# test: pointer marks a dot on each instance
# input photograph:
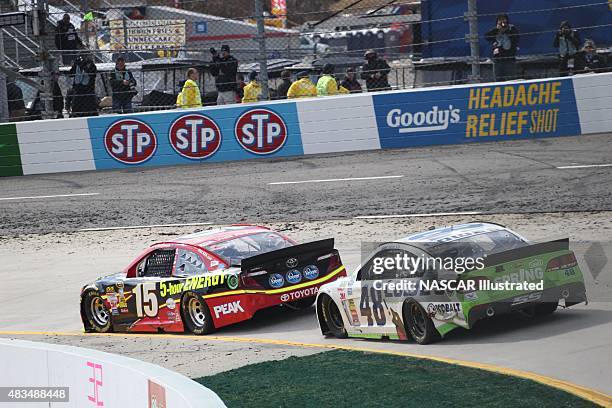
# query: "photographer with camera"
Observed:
(504, 43)
(123, 85)
(567, 41)
(224, 68)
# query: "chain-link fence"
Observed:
(63, 60)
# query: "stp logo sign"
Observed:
(195, 136)
(261, 131)
(130, 141)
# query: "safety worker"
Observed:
(252, 90)
(327, 85)
(303, 87)
(190, 96)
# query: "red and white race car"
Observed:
(210, 279)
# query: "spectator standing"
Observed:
(58, 101)
(283, 88)
(190, 96)
(67, 40)
(504, 40)
(84, 98)
(567, 41)
(123, 85)
(350, 81)
(327, 85)
(252, 90)
(588, 60)
(15, 101)
(89, 31)
(375, 72)
(224, 68)
(303, 87)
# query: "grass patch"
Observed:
(356, 379)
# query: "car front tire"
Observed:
(333, 318)
(196, 316)
(97, 315)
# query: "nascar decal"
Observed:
(130, 141)
(195, 136)
(261, 131)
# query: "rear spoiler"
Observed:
(527, 251)
(292, 251)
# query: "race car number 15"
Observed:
(146, 301)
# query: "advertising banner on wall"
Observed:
(504, 111)
(188, 136)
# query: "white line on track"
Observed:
(365, 217)
(189, 224)
(49, 196)
(331, 180)
(584, 166)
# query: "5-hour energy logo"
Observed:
(517, 110)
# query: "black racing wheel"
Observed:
(196, 315)
(333, 317)
(96, 313)
(419, 324)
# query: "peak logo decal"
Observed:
(195, 136)
(261, 131)
(130, 141)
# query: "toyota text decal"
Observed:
(195, 136)
(130, 141)
(261, 131)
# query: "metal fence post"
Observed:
(472, 17)
(262, 54)
(4, 114)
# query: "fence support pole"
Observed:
(262, 54)
(472, 18)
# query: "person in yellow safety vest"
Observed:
(190, 95)
(302, 88)
(252, 90)
(327, 85)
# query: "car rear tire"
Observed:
(419, 324)
(333, 318)
(196, 316)
(302, 303)
(547, 308)
(96, 313)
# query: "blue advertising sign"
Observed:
(195, 135)
(496, 112)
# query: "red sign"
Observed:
(261, 131)
(195, 136)
(130, 141)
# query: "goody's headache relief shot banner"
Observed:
(503, 111)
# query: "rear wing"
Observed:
(527, 251)
(297, 251)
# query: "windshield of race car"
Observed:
(480, 245)
(235, 250)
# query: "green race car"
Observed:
(427, 284)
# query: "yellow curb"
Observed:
(588, 394)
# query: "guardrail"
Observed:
(95, 378)
(432, 116)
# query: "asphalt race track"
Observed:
(517, 183)
(510, 177)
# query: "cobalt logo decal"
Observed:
(435, 119)
(276, 280)
(311, 272)
(195, 136)
(261, 131)
(291, 262)
(294, 276)
(130, 141)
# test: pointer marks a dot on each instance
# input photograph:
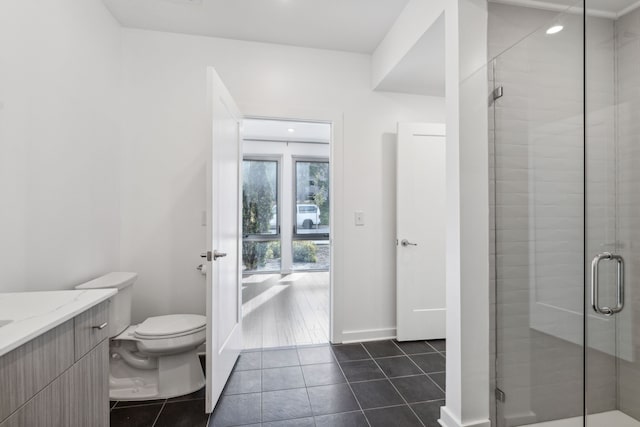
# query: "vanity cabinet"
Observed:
(60, 378)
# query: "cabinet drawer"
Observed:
(91, 328)
(29, 368)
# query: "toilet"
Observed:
(155, 359)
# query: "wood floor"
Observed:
(285, 310)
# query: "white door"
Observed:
(224, 315)
(420, 253)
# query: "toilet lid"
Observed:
(172, 324)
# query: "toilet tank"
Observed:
(120, 303)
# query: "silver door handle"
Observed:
(217, 255)
(595, 284)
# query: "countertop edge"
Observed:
(101, 295)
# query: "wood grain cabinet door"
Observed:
(90, 389)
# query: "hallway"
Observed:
(285, 310)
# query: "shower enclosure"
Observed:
(564, 122)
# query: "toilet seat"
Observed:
(170, 326)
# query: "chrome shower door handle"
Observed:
(619, 284)
(595, 284)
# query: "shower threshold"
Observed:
(603, 419)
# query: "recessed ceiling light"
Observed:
(555, 29)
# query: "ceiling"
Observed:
(422, 70)
(612, 8)
(282, 130)
(346, 25)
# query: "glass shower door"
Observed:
(538, 164)
(613, 217)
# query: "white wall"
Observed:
(163, 180)
(467, 253)
(59, 141)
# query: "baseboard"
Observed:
(520, 419)
(368, 335)
(447, 419)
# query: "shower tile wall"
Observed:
(628, 125)
(539, 211)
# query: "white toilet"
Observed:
(155, 359)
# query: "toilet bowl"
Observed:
(155, 359)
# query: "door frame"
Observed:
(336, 195)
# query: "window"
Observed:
(312, 198)
(260, 220)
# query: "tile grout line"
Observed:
(349, 385)
(393, 385)
(422, 370)
(306, 389)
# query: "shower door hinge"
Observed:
(497, 93)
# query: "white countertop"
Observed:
(30, 314)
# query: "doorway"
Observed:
(286, 232)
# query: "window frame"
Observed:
(277, 235)
(294, 162)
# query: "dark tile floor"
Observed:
(382, 383)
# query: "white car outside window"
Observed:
(308, 216)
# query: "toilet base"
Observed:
(175, 375)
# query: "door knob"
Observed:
(213, 256)
(217, 255)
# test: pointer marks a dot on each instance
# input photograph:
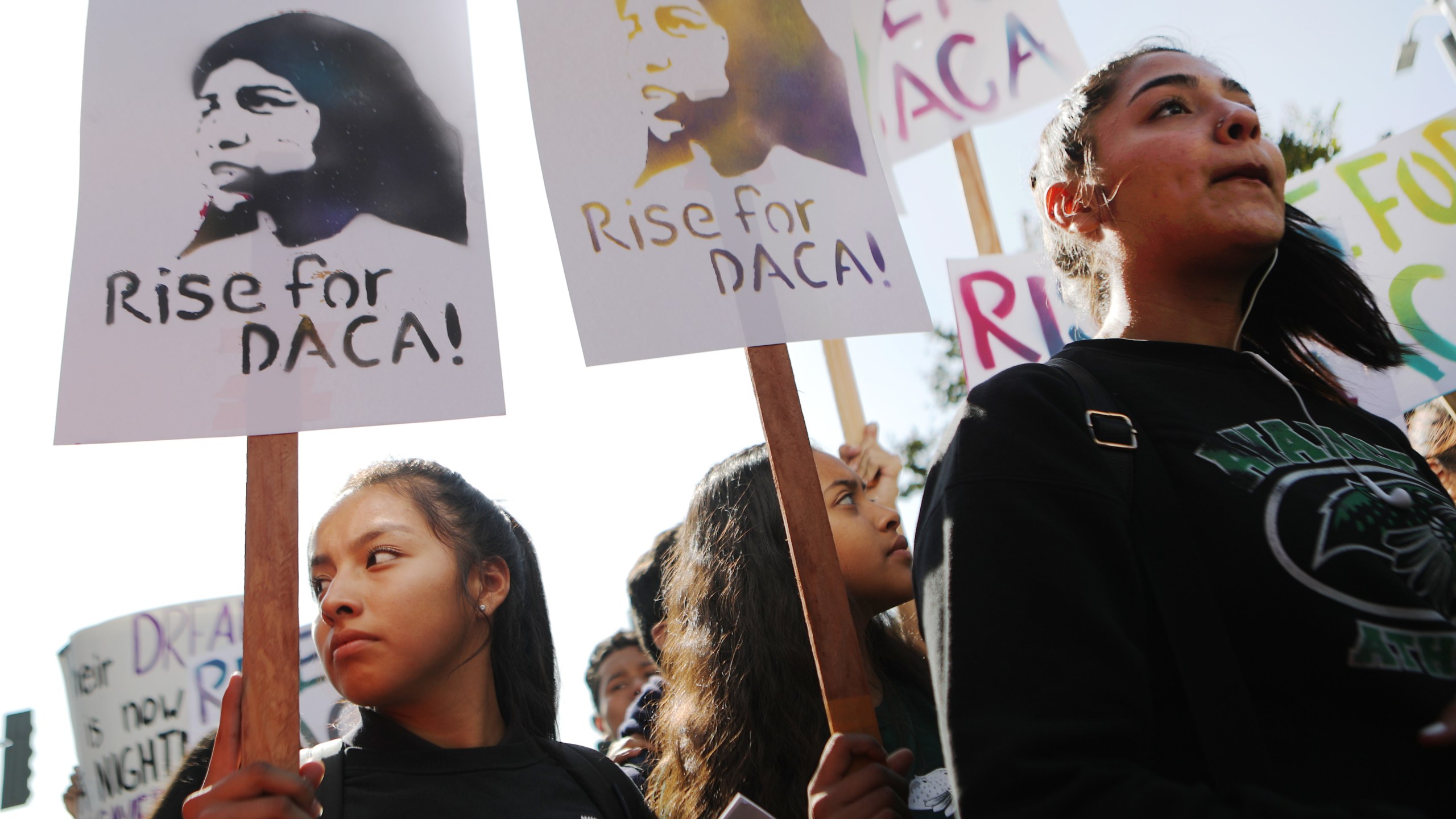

*Aim of the task*: Exact reproduction of the entries above is required, with pictures excluded.

*Answer to this task*:
# test: pointer marks a dot on each instance
# input photograph:
# query: "photographer with camera"
Observed:
(504, 43)
(123, 85)
(567, 41)
(224, 68)
# query: "chain-link fence"
Observed:
(63, 60)
# query: "stp logo sign"
Observed:
(195, 136)
(261, 131)
(130, 141)
# query: "safety worker"
Observed:
(252, 90)
(327, 85)
(303, 87)
(190, 96)
# query: "red and white race car"
Observed:
(210, 279)
# query: "spectator standing"
Observed:
(58, 101)
(283, 88)
(190, 96)
(67, 40)
(504, 40)
(84, 98)
(567, 41)
(123, 85)
(350, 81)
(327, 85)
(252, 90)
(588, 60)
(15, 101)
(89, 31)
(375, 72)
(224, 68)
(303, 87)
# query: "grass patch"
Observed:
(356, 379)
# query: "car front tire"
Observed:
(333, 318)
(196, 316)
(97, 315)
# query: "nascar decal"
Observed:
(130, 141)
(195, 136)
(261, 131)
# query: "rear spoiler"
Observed:
(527, 251)
(292, 251)
# query: "race car number 15"
Observed:
(146, 301)
# query: "advertising banner on wall"
Observed:
(504, 111)
(188, 136)
# query: "white line on track"
Observed:
(365, 217)
(189, 224)
(49, 196)
(331, 180)
(584, 166)
# query: "5-hour energy logo"
Observed:
(517, 110)
# query: "black racing wheel"
Observed:
(196, 315)
(333, 317)
(96, 313)
(419, 324)
# query: "peak logo decal"
Observed:
(195, 136)
(261, 131)
(130, 141)
# query: "toyota text decal"
Observed:
(195, 136)
(130, 141)
(261, 131)
# query: "metal fence post"
Observed:
(472, 17)
(262, 54)
(4, 114)
# query: "fence support pole"
Observed:
(262, 54)
(472, 18)
# query: "person in yellow safety vest"
Observed:
(190, 95)
(302, 88)
(252, 90)
(327, 85)
# query: "car rear tire"
Observed:
(419, 324)
(333, 318)
(196, 316)
(302, 303)
(547, 308)
(96, 313)
# query: "blue advertising sign"
Observed:
(195, 135)
(496, 112)
# query: "red sign"
Observed:
(261, 131)
(195, 136)
(130, 141)
# query: "goody's headache relief shot banner"
Observed:
(503, 111)
# query: "rear wing"
Observed:
(527, 251)
(297, 251)
# query: "windshield of race car"
Observed:
(480, 245)
(235, 250)
# query: "green race car"
Observed:
(427, 284)
# query: "yellow curb"
Observed:
(588, 394)
# query: "guardrail"
Observed:
(95, 378)
(432, 116)
# query: "asphalt race track"
Observed:
(517, 183)
(510, 177)
# query: "cobalt logo decal"
Observed:
(435, 119)
(276, 280)
(311, 272)
(195, 136)
(261, 131)
(291, 262)
(294, 276)
(130, 141)
# test: pointer marks a dot on each instance
# input photograph:
# query: "vanity cabinet"
Observed:
(60, 378)
# query: "cabinet drawer"
Observed:
(91, 328)
(29, 368)
# query: "toilet"
Observed:
(155, 359)
# query: "wood floor"
Observed:
(285, 310)
# query: "white door"
Observed:
(224, 315)
(420, 253)
# query: "toilet lid"
Observed:
(172, 324)
# query: "toilet tank"
Observed:
(120, 303)
# query: "silver door handle"
Observed:
(217, 255)
(595, 284)
# query: "countertop edge"
Observed:
(101, 295)
# query: "wood grain cabinet door"
Observed:
(90, 389)
# query: "hallway"
Observed:
(285, 310)
# query: "shower enclosure"
Observed:
(564, 122)
# query: "toilet seat"
Observed:
(170, 326)
# query: "chrome shower door handle"
Observed:
(619, 284)
(595, 284)
# query: "shower threshold"
Observed:
(603, 419)
# query: "recessed ceiling light"
Observed:
(555, 29)
# query: "ceiling"
Observed:
(422, 70)
(612, 8)
(282, 130)
(346, 25)
# query: "glass shower door"
Observed:
(538, 164)
(613, 217)
# query: "white wall"
Observed:
(163, 180)
(467, 253)
(59, 141)
# query: "baseboard"
Observed:
(520, 419)
(368, 335)
(447, 419)
# query: "shower tile wall"
Observed:
(628, 125)
(539, 211)
# query: "white toilet"
Observed:
(155, 359)
# query: "toilet bowl"
Observed:
(155, 359)
# query: "door frame"
Observed:
(336, 195)
# query: "window"
Observed:
(312, 198)
(260, 220)
# query: "tile grout line"
Observed:
(349, 385)
(393, 385)
(422, 370)
(306, 389)
# query: "shower door hinge"
Observed:
(497, 93)
# query: "white countertop"
Observed:
(30, 314)
# query: "doorway"
Observed:
(286, 232)
# query: "window frame"
Observed:
(277, 235)
(294, 162)
# query: "dark tile floor"
Observed:
(382, 383)
# query: "white car outside window"
Observed:
(308, 216)
# query: "toilet base"
Observed:
(175, 375)
# query: "door knob"
Observed:
(213, 256)
(217, 255)
# test: pointer marks a dot on each instance
# input photograph:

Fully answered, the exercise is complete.